__Acciones requeridas__
[1] Con base en el texto mostrado, conteste:
(a) ¿En qué mes indígena ocurrió la matanza del Templo Mayor?
(b) ¿Entre qué días de mayo sitúan la veintena de ese mes los últimos estudiosos de los calendarios mesoamericanos?
(c) ¿Cómo se traduce el nombre Tóxcatl?
[2] Explique, según el texto mostrado, por qué el nombre Tóxcatl corrobora el propósito de la festividad.

__Texto mostrado__
⁂

(Proceso).-
Alrededor de la tercera decena del mes de mayo de 2020 tendrían que haberse rememorado públicamente los 500 años de la matanza del Templo Mayor, empero, el desconocimiento de la fecha exacta y las complicaciones acarreadas por la contingencia sanitaria impidieron la justa conmemoración. Sobre su relevancia dentro del sangriento proceso que culminó con el derrumbe de México-Tenochtitlán, en agosto de 1521, se ha escrito en abundancia; sin embargo, permanecen oscuridades y datos ambiguos.
No sobraría, entonces, repasar los hechos, por incompletos que sean, especialmente por la conexión que existe con el cometido de esta columna; al fin y al cabo, reflexionar sobre nuestra historia nunca es esfuerzo estéril, tanto menos cuando el cruento choque de culturas del que emana nuestro mestizaje sigue todavía sin digerirse a cabalidad.
Hablando del desconocimiento del día exacto en que ocurrió la masacre de nobles mexicas dentro del centro ceremonial de Tenochtitlán, enfrentamos divergencias. Lo que es incuestionable es que ocurrió dentro del quinto mes indígena, llamado Tóxcatl, y que éste, en cuanto a la veintena de la que estaba compuesto, avenía, aproximadamente, en el mes de mayo del calendario gregoriano (1). Se habla, pues, de fechas que difieren mucho, más los últimos estudiosos de los calendarios mesoamericanos sitúan la veintena entre el 3 y el 23 de mayo, y la matanza, más o menos, entre el 19 y el 22 (2).
Sobre la festividad en sí, hemos de resumirla indicando que se trataba del pedimento de lluvias y de reiterar la adoración a Tezcatlipoca, principal regidor de los destinos humanos, y a Huizilopóchtli, deidad tutelar del pueblo mexica. El nombre mismo lo corrobora: Tóxcatl se traduce como “cosa seca” o “sequedad y falta de agua”.

⁂

__Conjunto de datos__

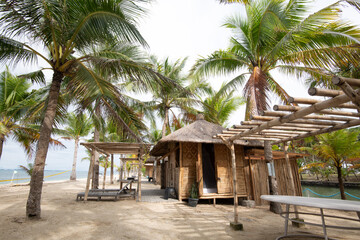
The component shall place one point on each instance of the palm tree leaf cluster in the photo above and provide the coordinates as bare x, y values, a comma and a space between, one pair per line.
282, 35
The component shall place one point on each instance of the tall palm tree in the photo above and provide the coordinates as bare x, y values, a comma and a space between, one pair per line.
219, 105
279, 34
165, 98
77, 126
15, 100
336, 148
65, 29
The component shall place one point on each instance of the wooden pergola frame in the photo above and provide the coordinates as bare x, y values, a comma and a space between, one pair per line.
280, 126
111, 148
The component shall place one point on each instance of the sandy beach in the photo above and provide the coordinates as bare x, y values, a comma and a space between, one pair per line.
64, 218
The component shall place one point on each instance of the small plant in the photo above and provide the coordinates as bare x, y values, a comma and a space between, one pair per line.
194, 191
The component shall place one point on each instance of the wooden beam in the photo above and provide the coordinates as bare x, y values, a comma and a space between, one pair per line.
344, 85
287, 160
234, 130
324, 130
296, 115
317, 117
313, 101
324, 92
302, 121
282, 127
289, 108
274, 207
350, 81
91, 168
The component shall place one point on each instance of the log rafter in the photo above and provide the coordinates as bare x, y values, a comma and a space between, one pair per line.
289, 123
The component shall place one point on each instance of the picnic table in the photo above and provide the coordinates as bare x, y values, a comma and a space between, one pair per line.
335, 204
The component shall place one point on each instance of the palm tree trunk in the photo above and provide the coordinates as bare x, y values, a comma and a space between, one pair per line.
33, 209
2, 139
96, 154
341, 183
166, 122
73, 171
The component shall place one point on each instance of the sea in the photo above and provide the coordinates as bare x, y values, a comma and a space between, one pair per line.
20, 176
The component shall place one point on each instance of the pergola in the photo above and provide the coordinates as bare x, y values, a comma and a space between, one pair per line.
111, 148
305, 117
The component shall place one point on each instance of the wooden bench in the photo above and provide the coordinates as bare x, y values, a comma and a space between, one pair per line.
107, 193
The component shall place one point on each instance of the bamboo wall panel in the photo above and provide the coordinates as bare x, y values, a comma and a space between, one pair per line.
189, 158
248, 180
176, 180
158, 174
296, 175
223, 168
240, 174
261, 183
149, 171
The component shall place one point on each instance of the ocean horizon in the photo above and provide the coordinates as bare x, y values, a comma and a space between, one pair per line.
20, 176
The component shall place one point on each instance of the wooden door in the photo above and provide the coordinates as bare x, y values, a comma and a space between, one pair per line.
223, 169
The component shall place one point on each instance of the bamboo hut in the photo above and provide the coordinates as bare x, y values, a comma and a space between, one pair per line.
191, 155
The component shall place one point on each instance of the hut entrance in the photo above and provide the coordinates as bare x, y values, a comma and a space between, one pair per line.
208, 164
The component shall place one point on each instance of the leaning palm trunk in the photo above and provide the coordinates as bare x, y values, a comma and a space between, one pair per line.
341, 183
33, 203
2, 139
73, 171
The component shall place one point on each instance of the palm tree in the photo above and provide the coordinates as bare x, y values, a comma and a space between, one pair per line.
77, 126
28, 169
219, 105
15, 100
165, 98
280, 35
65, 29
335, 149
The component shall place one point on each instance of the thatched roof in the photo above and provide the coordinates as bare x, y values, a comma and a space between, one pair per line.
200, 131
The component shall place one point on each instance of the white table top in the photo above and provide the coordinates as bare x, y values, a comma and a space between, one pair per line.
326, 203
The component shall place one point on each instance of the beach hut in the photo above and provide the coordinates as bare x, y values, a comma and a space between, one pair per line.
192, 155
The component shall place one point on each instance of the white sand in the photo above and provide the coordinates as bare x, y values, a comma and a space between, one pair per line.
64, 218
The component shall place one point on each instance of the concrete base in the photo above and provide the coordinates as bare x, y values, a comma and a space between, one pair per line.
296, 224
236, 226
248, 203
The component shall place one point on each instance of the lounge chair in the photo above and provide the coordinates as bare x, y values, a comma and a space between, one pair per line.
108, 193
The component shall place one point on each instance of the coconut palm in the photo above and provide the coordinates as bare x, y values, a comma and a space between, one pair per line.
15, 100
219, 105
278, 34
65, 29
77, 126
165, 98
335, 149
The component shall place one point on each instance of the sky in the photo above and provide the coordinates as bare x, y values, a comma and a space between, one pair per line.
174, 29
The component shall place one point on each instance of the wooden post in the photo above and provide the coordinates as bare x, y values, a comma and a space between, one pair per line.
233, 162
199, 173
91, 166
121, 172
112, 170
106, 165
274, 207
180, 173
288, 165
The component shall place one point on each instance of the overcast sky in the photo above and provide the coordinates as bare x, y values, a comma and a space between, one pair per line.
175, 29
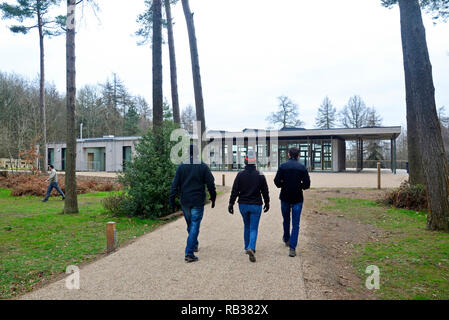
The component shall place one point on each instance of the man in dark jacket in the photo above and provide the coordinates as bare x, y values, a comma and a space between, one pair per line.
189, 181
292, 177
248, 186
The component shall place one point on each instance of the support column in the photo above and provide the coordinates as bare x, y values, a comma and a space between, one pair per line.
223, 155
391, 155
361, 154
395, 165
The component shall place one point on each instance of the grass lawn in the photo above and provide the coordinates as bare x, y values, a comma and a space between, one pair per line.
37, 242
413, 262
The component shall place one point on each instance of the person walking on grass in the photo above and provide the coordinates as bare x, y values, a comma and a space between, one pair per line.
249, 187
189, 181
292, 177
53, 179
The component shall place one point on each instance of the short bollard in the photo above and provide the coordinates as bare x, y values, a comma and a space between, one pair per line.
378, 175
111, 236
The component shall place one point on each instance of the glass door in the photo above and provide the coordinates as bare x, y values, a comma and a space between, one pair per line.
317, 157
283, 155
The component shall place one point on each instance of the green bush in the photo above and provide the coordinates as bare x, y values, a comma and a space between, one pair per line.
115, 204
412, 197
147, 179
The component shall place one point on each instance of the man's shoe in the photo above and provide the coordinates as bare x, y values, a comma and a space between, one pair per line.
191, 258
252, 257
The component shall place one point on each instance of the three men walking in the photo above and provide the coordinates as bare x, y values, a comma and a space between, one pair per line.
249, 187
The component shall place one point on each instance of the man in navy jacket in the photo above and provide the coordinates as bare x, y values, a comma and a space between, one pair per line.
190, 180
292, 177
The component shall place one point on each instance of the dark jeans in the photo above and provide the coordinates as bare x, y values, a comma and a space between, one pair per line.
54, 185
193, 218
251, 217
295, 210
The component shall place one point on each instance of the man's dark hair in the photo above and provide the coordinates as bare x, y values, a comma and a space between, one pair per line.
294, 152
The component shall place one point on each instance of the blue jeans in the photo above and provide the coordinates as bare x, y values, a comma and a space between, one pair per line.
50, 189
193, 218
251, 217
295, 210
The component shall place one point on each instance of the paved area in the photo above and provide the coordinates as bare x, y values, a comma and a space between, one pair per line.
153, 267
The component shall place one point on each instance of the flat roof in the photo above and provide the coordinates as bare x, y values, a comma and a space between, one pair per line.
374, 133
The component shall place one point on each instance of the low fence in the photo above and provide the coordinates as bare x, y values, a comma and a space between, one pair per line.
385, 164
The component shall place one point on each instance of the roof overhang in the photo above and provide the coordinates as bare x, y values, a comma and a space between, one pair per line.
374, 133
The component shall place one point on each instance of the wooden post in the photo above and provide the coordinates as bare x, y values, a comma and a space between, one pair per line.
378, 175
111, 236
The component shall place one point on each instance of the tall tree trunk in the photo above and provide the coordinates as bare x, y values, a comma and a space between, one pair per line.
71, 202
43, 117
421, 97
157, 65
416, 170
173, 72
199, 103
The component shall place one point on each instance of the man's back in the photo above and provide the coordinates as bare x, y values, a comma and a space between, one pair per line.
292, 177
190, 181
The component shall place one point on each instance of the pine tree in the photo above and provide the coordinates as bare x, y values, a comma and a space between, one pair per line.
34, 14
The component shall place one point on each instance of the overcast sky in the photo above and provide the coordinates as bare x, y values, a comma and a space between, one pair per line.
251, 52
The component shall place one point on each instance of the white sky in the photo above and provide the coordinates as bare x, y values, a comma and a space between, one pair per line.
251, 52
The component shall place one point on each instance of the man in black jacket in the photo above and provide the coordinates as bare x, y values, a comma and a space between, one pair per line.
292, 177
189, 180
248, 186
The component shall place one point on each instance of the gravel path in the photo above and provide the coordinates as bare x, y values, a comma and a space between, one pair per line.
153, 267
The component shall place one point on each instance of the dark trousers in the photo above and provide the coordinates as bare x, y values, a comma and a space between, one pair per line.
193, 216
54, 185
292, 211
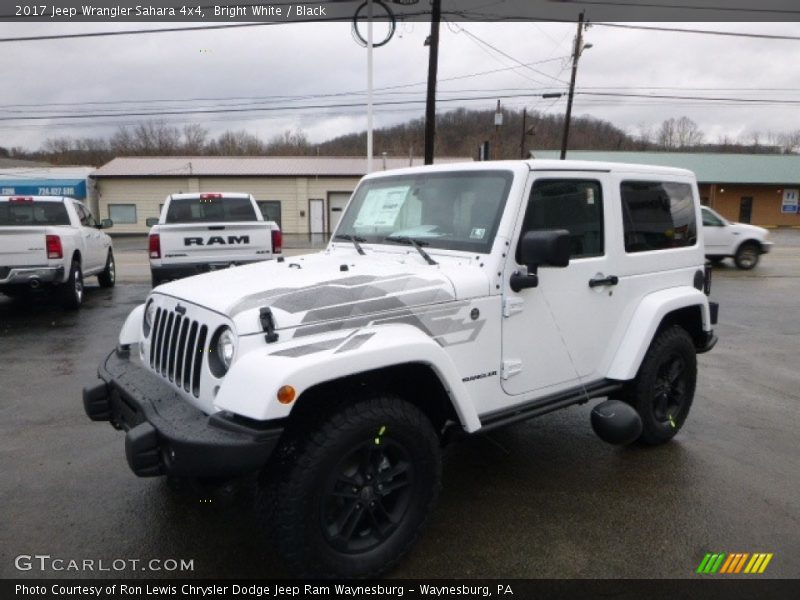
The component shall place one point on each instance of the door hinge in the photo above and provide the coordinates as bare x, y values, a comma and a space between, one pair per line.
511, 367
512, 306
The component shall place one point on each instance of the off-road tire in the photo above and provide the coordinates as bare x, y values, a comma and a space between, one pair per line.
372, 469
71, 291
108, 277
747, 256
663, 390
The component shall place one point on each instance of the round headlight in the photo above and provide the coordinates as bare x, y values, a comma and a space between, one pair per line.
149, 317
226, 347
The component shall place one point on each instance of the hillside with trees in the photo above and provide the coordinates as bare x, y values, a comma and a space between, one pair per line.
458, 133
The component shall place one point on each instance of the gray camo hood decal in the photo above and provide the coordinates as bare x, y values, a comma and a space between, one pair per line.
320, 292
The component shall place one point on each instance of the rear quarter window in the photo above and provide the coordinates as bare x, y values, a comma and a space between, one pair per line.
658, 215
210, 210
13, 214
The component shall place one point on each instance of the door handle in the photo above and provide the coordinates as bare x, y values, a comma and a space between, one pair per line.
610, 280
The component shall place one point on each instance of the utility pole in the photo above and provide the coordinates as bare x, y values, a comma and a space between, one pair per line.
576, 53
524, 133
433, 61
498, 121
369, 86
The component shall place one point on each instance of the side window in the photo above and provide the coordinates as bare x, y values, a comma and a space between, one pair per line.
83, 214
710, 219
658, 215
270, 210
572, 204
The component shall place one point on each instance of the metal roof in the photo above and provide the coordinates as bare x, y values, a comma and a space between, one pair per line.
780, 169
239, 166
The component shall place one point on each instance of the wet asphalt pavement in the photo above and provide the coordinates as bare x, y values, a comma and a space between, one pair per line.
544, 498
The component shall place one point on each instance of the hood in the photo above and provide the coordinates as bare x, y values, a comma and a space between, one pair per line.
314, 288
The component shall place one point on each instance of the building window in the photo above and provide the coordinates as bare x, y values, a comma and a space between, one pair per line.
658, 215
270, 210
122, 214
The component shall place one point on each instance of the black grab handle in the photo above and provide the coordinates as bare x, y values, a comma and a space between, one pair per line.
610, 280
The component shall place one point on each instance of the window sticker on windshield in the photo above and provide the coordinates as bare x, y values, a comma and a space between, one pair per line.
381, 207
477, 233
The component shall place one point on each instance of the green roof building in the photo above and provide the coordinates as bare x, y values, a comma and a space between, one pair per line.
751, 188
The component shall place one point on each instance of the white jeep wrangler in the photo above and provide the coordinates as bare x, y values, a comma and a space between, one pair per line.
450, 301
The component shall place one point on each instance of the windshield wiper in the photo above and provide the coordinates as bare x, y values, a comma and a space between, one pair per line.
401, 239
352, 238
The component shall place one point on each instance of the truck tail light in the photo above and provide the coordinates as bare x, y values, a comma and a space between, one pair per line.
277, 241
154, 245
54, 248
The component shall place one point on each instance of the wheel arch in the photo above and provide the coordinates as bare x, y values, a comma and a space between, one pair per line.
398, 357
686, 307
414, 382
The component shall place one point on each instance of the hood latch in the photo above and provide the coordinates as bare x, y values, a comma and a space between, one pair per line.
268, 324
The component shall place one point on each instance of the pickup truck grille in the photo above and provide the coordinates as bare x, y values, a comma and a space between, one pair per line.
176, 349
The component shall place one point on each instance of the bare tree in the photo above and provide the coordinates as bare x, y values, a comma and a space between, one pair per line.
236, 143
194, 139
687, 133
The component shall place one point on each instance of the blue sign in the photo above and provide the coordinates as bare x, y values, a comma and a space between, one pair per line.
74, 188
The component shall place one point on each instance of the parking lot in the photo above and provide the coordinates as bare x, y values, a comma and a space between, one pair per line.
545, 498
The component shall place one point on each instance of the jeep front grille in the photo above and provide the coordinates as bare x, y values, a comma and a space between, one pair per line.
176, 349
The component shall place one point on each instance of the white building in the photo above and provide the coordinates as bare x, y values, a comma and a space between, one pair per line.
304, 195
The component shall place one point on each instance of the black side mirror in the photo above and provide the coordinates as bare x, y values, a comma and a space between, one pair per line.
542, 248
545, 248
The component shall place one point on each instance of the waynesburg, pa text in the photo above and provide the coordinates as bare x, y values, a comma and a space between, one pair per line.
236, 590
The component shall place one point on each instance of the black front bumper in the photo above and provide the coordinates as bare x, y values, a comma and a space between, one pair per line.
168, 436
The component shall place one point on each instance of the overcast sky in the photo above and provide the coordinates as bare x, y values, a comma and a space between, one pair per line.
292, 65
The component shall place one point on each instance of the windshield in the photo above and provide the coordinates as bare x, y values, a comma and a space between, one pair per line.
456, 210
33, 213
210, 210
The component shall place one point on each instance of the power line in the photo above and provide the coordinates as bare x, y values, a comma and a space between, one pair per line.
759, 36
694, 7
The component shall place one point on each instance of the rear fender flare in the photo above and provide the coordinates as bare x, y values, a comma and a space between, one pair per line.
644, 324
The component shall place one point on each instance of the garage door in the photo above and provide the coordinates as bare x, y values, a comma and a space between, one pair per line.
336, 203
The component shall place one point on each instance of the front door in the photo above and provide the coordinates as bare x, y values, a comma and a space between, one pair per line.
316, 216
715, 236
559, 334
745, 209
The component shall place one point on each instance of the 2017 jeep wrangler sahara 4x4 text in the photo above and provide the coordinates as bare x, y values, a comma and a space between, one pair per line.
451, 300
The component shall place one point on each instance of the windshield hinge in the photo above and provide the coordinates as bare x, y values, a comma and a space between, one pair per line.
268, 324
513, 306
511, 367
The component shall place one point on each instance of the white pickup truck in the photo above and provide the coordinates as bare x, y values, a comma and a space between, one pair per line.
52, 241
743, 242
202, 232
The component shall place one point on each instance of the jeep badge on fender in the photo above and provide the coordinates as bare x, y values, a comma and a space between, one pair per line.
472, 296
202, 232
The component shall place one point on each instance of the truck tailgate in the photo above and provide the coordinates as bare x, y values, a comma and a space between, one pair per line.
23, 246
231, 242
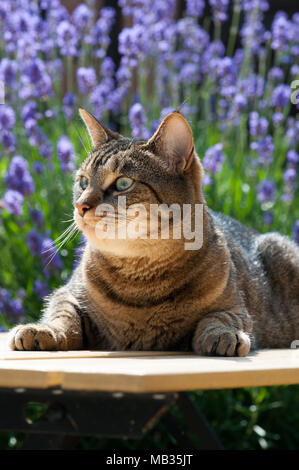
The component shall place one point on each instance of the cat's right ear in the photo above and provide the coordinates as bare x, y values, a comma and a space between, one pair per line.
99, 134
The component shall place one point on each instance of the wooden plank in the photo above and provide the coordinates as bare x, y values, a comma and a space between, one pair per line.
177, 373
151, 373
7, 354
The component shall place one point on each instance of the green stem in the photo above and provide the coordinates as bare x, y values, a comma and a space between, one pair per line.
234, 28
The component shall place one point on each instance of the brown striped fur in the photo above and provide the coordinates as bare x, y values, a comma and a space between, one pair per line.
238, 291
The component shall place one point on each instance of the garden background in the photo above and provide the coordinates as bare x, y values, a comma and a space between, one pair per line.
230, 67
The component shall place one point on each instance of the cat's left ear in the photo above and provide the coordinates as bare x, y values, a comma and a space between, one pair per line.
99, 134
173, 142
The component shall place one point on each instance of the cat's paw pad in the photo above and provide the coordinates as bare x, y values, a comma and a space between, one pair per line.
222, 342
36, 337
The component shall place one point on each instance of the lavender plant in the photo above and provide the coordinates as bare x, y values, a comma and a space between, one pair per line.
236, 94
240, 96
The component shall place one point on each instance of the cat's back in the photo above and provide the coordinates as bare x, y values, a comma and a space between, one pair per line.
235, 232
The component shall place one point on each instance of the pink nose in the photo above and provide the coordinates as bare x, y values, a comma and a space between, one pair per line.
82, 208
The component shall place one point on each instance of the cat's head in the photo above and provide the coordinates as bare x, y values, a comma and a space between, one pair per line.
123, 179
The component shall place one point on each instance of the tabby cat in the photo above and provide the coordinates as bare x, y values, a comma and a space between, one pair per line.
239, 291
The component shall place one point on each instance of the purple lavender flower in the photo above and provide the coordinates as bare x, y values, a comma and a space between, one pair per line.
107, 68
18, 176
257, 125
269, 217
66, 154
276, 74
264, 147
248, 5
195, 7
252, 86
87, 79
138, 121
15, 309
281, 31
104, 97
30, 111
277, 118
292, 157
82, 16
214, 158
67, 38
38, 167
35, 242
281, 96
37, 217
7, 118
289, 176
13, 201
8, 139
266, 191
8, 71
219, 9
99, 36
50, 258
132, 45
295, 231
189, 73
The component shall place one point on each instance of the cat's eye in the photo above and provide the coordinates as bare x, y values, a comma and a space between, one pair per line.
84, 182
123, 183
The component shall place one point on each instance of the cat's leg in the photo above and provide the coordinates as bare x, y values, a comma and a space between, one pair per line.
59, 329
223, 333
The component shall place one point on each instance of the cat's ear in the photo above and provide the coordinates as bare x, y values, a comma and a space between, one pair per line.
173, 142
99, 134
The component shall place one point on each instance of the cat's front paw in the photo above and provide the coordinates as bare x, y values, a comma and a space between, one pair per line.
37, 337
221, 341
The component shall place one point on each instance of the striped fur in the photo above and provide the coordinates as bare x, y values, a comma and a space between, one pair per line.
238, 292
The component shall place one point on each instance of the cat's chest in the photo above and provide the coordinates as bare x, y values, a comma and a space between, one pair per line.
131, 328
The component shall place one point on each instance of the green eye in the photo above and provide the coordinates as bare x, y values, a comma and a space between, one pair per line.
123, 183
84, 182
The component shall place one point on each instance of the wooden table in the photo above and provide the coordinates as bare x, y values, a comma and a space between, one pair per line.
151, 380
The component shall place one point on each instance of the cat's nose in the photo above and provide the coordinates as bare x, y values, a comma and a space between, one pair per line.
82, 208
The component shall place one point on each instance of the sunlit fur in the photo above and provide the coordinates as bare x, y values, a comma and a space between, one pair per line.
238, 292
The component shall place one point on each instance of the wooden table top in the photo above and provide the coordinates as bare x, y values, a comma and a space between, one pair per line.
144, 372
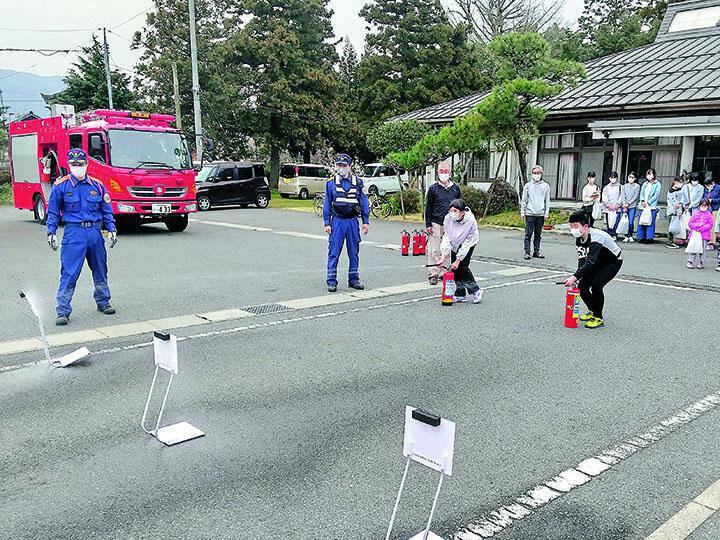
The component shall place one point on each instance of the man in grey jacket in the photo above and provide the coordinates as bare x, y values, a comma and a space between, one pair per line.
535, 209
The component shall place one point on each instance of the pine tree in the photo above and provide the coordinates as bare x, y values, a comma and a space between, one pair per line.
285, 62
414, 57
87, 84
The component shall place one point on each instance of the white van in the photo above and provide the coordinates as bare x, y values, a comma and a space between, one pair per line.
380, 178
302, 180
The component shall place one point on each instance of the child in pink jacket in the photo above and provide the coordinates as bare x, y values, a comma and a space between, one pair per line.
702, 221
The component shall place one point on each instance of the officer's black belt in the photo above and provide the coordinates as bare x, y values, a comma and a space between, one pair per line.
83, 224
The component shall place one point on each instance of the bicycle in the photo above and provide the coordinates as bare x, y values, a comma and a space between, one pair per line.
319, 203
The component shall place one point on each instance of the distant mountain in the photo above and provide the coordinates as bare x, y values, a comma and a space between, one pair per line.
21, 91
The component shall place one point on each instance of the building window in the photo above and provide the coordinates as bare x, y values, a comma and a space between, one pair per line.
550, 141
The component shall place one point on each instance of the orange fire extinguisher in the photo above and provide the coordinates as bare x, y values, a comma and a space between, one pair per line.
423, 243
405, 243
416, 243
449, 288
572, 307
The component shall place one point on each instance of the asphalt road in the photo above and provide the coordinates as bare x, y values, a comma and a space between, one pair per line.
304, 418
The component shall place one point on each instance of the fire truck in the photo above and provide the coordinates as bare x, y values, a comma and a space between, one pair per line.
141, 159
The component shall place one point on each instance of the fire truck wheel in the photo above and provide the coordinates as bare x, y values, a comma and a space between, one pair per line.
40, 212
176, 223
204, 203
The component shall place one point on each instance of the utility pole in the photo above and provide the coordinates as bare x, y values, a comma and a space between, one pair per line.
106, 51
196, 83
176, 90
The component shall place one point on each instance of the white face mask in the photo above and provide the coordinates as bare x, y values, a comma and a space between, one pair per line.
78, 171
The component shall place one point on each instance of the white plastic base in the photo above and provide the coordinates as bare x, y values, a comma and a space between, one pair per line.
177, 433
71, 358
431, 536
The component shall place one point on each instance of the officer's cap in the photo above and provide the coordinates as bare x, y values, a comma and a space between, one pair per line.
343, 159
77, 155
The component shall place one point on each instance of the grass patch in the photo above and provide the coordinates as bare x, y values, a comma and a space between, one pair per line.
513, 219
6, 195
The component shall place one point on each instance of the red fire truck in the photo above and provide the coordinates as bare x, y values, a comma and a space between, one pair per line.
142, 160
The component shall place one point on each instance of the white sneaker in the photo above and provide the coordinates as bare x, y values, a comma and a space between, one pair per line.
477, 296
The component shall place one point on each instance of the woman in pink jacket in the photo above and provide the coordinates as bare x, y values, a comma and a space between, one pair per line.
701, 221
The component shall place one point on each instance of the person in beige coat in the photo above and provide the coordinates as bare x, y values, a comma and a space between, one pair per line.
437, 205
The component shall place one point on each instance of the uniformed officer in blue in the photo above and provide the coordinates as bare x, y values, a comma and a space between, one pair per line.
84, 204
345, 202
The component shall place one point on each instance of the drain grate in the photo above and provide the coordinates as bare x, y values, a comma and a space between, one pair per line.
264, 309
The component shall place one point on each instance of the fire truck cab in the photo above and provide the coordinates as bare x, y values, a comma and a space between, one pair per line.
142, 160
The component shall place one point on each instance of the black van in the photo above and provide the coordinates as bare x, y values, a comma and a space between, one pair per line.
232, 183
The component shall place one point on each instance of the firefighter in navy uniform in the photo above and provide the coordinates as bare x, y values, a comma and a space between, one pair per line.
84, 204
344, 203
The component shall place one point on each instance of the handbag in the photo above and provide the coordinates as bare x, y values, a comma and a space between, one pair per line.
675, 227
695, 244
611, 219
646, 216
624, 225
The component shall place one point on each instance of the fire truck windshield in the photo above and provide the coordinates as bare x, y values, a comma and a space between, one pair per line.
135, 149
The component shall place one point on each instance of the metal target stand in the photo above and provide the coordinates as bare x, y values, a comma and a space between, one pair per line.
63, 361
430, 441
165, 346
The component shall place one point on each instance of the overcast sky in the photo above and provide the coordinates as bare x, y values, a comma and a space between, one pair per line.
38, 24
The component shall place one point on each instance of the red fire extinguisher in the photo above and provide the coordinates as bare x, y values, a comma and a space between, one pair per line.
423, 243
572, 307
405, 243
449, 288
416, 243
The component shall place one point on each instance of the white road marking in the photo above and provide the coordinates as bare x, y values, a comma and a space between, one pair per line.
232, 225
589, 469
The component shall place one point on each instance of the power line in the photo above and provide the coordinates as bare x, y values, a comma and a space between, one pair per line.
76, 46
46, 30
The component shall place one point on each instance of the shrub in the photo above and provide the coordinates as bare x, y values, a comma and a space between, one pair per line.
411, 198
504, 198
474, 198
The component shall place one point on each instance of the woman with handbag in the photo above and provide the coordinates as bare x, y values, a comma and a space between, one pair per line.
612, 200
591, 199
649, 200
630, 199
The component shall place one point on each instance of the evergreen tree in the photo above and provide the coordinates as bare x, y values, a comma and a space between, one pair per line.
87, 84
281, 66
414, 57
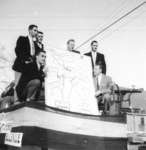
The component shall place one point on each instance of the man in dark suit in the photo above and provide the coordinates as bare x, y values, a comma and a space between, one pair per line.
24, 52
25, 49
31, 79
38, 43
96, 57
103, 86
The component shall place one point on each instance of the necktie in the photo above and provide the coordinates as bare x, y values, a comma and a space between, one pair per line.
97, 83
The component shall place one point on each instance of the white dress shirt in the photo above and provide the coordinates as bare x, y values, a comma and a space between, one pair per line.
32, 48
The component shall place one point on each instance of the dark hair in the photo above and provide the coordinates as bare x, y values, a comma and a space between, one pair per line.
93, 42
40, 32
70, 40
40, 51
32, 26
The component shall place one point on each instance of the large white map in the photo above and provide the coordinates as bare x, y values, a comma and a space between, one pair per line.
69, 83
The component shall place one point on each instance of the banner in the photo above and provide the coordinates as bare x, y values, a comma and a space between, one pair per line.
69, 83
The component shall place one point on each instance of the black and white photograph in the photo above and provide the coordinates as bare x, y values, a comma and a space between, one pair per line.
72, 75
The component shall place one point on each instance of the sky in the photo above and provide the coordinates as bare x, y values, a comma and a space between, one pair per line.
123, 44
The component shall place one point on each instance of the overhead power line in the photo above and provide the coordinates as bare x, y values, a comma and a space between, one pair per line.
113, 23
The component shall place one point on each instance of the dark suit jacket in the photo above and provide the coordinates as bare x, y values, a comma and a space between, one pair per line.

⁂

__Resultados__
[1]
(a) En Tóxcatl, el quinto mes indígena.
(b) Entre el 3 y el 23 de mayo.
(c) Como "cosa seca" o "sequedad y falta de agua".

[2] La festividad consistía, entre otras cosas, en el pedimento de lluvias. El nombre Tóxcatl significa "cosa seca" o "sequedad y falta de agua", lo que concuerda con esa petición.